> [Information supplied]
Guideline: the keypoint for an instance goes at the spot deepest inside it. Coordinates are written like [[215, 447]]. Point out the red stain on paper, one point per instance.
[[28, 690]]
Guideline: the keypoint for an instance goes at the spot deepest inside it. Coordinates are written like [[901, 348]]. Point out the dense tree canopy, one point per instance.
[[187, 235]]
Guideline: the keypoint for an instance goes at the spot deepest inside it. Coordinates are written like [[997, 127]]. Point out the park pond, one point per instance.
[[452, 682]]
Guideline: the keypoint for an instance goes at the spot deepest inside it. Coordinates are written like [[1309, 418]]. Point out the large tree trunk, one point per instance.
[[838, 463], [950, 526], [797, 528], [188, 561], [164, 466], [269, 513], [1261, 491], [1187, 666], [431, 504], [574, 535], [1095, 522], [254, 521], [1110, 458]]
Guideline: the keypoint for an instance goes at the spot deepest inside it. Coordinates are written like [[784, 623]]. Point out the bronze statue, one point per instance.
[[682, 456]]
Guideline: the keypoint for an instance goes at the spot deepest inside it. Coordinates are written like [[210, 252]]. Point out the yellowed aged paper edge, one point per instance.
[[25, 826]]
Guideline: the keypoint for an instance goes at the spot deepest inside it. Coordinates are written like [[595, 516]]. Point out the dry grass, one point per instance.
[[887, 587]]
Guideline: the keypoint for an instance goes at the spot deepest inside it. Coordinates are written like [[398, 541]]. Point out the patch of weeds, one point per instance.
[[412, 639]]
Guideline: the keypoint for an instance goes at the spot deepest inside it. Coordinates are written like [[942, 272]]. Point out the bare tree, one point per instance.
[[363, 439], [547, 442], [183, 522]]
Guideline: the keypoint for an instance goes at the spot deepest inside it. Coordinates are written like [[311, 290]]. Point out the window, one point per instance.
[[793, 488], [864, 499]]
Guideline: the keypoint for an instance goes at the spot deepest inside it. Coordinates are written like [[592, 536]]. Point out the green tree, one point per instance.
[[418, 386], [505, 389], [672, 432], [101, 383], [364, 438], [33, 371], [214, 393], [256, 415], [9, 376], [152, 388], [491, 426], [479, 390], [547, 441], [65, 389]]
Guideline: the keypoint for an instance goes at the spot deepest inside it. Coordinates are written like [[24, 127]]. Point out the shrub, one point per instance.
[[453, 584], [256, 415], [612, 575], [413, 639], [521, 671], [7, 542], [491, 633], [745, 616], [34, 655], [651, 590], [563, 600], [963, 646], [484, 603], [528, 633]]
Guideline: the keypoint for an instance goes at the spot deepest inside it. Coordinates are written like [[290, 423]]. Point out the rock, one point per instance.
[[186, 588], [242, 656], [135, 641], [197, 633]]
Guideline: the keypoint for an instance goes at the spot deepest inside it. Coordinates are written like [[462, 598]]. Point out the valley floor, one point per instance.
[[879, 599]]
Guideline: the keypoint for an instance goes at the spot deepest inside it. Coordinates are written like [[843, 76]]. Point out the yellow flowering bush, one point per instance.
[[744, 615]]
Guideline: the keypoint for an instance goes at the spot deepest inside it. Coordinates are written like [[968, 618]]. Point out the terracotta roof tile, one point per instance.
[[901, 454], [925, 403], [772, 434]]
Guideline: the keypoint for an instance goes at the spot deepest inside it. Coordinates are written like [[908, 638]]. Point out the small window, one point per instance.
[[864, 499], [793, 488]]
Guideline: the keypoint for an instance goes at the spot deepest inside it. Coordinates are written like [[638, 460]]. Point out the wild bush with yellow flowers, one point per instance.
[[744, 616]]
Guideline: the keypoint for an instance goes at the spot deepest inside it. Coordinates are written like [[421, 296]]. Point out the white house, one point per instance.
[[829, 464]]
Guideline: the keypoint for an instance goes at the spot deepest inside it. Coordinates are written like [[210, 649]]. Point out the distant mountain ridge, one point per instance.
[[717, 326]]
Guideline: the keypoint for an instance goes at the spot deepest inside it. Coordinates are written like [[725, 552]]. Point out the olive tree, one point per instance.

> [Problem requirements]
The data above should be copied exactly, with no line omitted.

> [Solution to the exercise]
Guideline: the keypoint for an instance goes at the spot deepest inside it. Coordinates are written like [[215, 447]]. Point out the red stain on paper, one point per instance.
[[28, 690]]
Guideline: the keypoint for an instance goes at the spot deepest inside it. Coordinates are written like [[901, 348]]. Point out the dense tree canopy, one point per instance.
[[187, 235]]
Guideline: the keypoint for an instance goes at the spot deepest inside it. Coordinates are written like [[997, 127]]. Point out the park pond, one point per instance.
[[452, 682]]
Guideline: the keypoint for an instance goes at the spot deepest inside it. Coordinates are written like [[1309, 418]]. Point out the large tree trunk, one point per instance.
[[838, 463], [950, 526], [797, 528], [188, 561], [164, 466], [269, 513], [1261, 491], [1187, 666], [431, 504], [574, 535], [1095, 522], [254, 521], [1110, 458]]
Guideline: the keypoint for an instance goes at the spot deepest inside it. Coordinates are written like [[784, 623]]. Point out the bronze statue, one point per instance.
[[682, 456]]
Guideline: the keypoint for an instance goes at the spot deepest inside it. Coordinates are written like [[210, 252]]. Point out the yellowed aged paper edge, one point per instance.
[[25, 826]]
Guideline: the keypoint for an instance goes at the spot deepest inside it. Coordinates are written like [[595, 516]]. Point out the dry grass, one point per instance.
[[887, 587]]
Guideline: the keypoint for an instance goes at the spot deepest inside it. Coordinates are written like [[398, 541]]. Point out the patch of weeds, one point per instance.
[[412, 639]]
Guideline: the keypoint for an instance goes at the spot deepest inside it. Coordinates are written like [[942, 272]]. Point out the bare tree, one point per instance.
[[363, 439], [547, 442], [183, 522]]
Guideline: the keypoint for an instance goes at the spot deepest inside it. Coordinates are written like [[311, 290]]. Point out the window, one point per instance.
[[793, 488], [864, 499]]
Guideline: the keypoint for an instance goes at the spot deepest inside it. Coordinates are written like [[592, 536]]. Point out the green tree, one point per instance.
[[418, 386], [505, 389], [672, 432], [101, 383], [364, 438], [33, 371], [214, 393], [256, 415], [9, 376], [152, 388], [491, 426], [479, 390], [547, 441], [65, 389]]
Guideline: the keypoint for an instance goes at the spot deepest inside it. Coordinates are written like [[24, 127]]. Point out the shrub, one point per instance.
[[453, 584], [256, 415], [612, 575], [413, 639], [521, 671], [7, 542], [491, 633], [745, 616], [34, 655], [651, 590], [563, 600], [963, 646], [484, 603], [528, 633]]
Guideline: the keypoint for an instance goes at the spot deepest inside it. Coordinates are written like [[290, 423]]. Point out the rock, one point per instance.
[[186, 588], [242, 656], [135, 641], [197, 633]]
Guideline: the keypoint for an instance goes at the spot deepest inside it. Coordinates are written like [[462, 598]]. Point out the valley floor, one point per instance.
[[879, 599]]
Guideline: the keypoint for an instance goes at the spot deepest inside it. Coordinates are written like [[843, 76]]. Point out the yellow flowering bush, one point per instance.
[[744, 615]]
Guideline: the keypoint for an instance goes at the spot deepest inside it. Coordinates are written like [[968, 618]]. Point out the terracotta roof tile, one point per instance.
[[901, 454], [925, 403], [772, 434]]
Guideline: the keypoint for an instance goes at the spot deepest inside it. Coordinates are written like [[908, 638]]. Point out the small window, one point per instance.
[[864, 499], [793, 488]]
Guideline: the keypoint for an instance goes at the spot deepest inside it. Coordinates are written like [[638, 460]]. Point out the wild bush with yellow flowers, one point per instance.
[[744, 616]]
Guideline: the keypoint for an instance goes at the spot deepest inside it. Coordinates are written like [[421, 296]]. Point out the white house, one point per instance.
[[829, 464]]
Guideline: the keypoint for an instance goes at the spot deepest inside it. Coordinates are written like [[210, 649]]. Point out the distant mountain ridge, one point per instance.
[[717, 326]]
Guideline: the keypoint for an instance goes at the spot deepest inside it. Coordinates are written like [[725, 552]]. Point out the olive tree, one point per instance.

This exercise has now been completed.